■ TRY IT ■
Copy out all lines in the data below containing the string "bottle".

■ EXCERPTED DATA ■
****************************************

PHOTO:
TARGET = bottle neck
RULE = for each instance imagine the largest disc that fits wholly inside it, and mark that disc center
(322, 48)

****************************************

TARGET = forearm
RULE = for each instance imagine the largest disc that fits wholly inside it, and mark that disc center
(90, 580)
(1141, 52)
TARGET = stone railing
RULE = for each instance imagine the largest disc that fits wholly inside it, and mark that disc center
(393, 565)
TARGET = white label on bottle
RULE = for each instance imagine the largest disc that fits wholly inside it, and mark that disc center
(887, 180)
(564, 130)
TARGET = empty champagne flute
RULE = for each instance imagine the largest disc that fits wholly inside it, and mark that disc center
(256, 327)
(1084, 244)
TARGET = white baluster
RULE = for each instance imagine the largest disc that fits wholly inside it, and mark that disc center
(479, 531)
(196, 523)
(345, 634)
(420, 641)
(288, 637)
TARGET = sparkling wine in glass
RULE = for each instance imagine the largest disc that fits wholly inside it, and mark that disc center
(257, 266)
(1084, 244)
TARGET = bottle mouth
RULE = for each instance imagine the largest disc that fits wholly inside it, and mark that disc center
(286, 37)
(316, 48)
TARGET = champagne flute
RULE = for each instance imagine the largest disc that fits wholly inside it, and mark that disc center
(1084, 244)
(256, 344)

****************************************

■ WRITTEN SOLUTION ■
TARGET = bottle neck
TARGET = white label on bottle
TARGET = bottle mouth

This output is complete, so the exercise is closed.